-- Begin Given passage --

AMD Bulldozer Core Patent Diagrams

Doomtrooper · Sep 26, 2011

LunchBox said:
While looking at those performance slides, I couldn't help but snicker and laugh at the content because it just reeked of desperation.

I would not snicker unless you want to pay a small mortgage to Intel without competition like back in the Pentium 60 days...but be my guest.

AlexV · Sep 26, 2011

mczak said:
2) improve cache subsystem

This may happen in terms of fixing the currently crippling bug they have with writes to the L1, and other apparent gimpyness. So it will be improved in terms of being less weak, but it'll still be far too weak, IMHO.

leoneazzurro · Sep 26, 2011

Or strongly lowering latency. It would be probably more useful for desktop workloads to have a lowe ramount (512K-1Mbyte) of cache L2, but with much lower latency than having 2 Mbyte of cache with those pesky timings (L1 bug aside, which anyway could be very useful to analyze in detail, because if with a "crippled" L1 BD performs on par with a 2600K, it would be interesting to know how well it could have performed without problems).

fehu · Sep 26, 2011

so all the problems came from faulty cache design in your opinion?
and something that can be easily addressed in pilediver?

leoneazzurro · Sep 26, 2011

fehu said:
so all the problems came from faulty cache design in your opinion?
and something that can be easily addressed in pilediver?

If you are asking to me, not all the possible issues can come from the cache design (lower execution unit count per "core" and need for high clocks are examples). But having a better cache system always helps

Never said that this could be easy. But 18-20 cycles compared to SB's 10 with frequency being higher but not enough to compensate the difference could hurt performance. This is of course the result of cache size and frequency targets but larger caches use more die area and thus this lowers the performance/area ratio.

AlexV · Sep 26, 2011

fehu said:
so all the problems came from faulty cache design in your opinion?
and something that can be easily addressed in pilediver?

No and no. Their problems seem to be quite uArch related. I'm also not seeing the 2600K parity happening all that much (I'm pretty sure 2500K parity is not as clear-cut either, but hey, I do hope I'm wrong!). Also, why are we pleased that a much larger, 125W TDP CPU sortof almost matches a smaller, 95W part?

leoneazzurro · Sep 26, 2011

AlexV said:
No and no. Their problems seem to be quite uArch related. I'm also not seeing the 2600K parity happening all that much (I'm pretty sure 2500K parity is not as clear-cut either, but hey, I do hope I'm wrong!). Also, why are we pleased that a much larger, 125W TDP CPU sortof almost matches a smaller, 95W part?

Because before that we had an even larger 125W TDP CPU that not even matches a smaller 95W part, maybe? So at least until Ivy Bridge we could have at least a little more competition.
Which µarchitecture problems are you referring to? Narrow execution units, problems with the front-end or whatever else?

-- End Given passage --
-- Begin Entries --

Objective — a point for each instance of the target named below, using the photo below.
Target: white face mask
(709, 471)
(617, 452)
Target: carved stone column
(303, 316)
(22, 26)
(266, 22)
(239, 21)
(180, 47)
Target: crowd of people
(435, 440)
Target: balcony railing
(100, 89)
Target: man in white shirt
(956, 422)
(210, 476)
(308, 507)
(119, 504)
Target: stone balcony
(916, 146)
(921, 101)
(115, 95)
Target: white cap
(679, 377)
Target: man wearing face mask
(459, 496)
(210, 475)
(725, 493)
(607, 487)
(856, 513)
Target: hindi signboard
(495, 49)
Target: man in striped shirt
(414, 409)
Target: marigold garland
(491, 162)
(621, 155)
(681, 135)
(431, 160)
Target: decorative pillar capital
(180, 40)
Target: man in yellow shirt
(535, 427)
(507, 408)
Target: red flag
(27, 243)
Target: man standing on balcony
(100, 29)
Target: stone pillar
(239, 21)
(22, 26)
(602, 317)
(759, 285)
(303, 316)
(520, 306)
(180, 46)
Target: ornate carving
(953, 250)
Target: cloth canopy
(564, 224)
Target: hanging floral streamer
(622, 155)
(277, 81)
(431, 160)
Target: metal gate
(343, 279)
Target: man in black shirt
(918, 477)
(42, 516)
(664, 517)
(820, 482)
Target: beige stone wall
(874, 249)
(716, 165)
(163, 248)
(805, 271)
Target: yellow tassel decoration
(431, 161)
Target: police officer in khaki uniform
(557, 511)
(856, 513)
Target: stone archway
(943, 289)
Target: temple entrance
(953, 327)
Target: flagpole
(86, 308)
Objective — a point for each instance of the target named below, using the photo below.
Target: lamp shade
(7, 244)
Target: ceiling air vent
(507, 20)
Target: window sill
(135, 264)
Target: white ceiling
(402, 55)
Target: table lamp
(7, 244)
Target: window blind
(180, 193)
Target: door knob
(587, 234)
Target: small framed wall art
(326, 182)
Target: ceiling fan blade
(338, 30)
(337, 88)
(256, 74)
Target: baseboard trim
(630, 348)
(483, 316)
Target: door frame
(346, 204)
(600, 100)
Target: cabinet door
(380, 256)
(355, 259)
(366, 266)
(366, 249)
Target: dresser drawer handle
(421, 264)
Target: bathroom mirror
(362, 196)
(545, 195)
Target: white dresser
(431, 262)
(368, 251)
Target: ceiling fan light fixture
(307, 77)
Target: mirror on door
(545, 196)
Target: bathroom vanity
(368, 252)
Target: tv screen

-- End Entries --

**Task instructions**:
• A. In the forum thread on AMD Bulldozer, how many cycles does leoneazzurro give for SB's cache latency, in contrast to the 18-20 cycles mentioned?
• B. Extend the forum thread on AMD Bulldozer with the next post, starting after its final question.
The material has no connection to the forum thread on AMD Bulldozer.

**Results by task**:
• A. 10 cycles.

• B.
fellix · Sep 26, 2011

The Core 2 line proved that a big and fast L2 (shared between 2 cores) is a very good fit for desktop and some WS applications, but due the the inadequate system architecture it scaled poorly in SMP configurations. In Nehalem, Intel literally pushed the L3 cache as "the new L2" -- a sort pf a backbone for the whole memory sub-system, keeping actual copies of every cache above it, so the coherent traffic is kept out of the "real" L2s, and still being a fast and large enough to rapidly serve any misses from the upper levels. That turned the L2 cache into a more specific role of a truly private small but very low latency (only 10 cycles) piece of memory. The L1D cache (32KB) is 4 cycles in comparison, but 8 times smaller in size.
That way, Intel stroke two birds with one stone - a new scalable and very efficient server architecture for heavily threaded loads, and at the same time a potent performer for desktop applications, all thanks to the versatile "backbone" concept. Westmere-EX and SNB naturally developed this philosophy even further ahead. All this is on top of the already first class HW prefetch mechanism and memory disambiguation.
It all proves that the sheer size advantage is simply not enough, anymore. AMD didn't invested in more sophisticated and elegant workaround for this problem - they just scaled up the same old concept to a new ridiculousness in a gamble to save the day.

AlexV · Sep 26, 2011

leoneazzurro said:
Because before that we had an even larger 125W TDP CPU that not even matches a smaller 95W part, maybe? So at least until Ivy Bridge we could have at least a little more competition.
Which µarchitecture problems are you referring to? Narrow execution units, problems with the front-end or whatever else?

BD, if those numbers are even remotely accurate, doesn't change the competitive landscape at all, AMD is still left fighting for the same scraps it was fighting before, without impacting Intel in any way shape or form. Front-end should be fine on paper, just like many other things (hard to gauge how that pans out in practice though), but the Execution engine seems bonkers in practice.

Their cache hierarchy is pretty much bonkers too, with its exclusivism and other contortionisms even excluding the apparent bug(this is uArch, not something that's trivially fixed or validated IMHO). Their Turbo implementation seems rather limited too, but maybe that can be tweaked. It looked pretty decent on paper mind you, but the paper was pretty vague and the implementation is anything but.

leoneazzurro · Sep 26, 2011

AlexV said:
BD, if those numbers are even remotely accurate, doesn't change the competitive landscape at all, AMD is still left fighting for the same scraps it was fighting before, without impacting Intel in any way shape or form.

Of course Intel has the advantage. But at least the situation improved.

AlexV said:
Front-end should be fine on paper, just like many other things (hard to gauge how that pans out in practice though), but the Execution engine seems bonkers in practice.

Their cache hierarchy is pretty much bonkers too, with its exclusivism and other contortionisms even excluding the apparent bug(this is uArch, not something that's trivially fixed or validated IMHO). Their Turbo implementation seems rather limited too, but maybe that can be tweaked. It looked pretty decent on paper mind you, but the paper was pretty vague and the implementation is anything but.

Cache hierarchy cannot be changed or overhauled in Piledriver? Execution units cannot be improved (maybe dedicating less space to caches)?
If you know that Piledriver will be only a slightly tweaked Bulldozer, OK.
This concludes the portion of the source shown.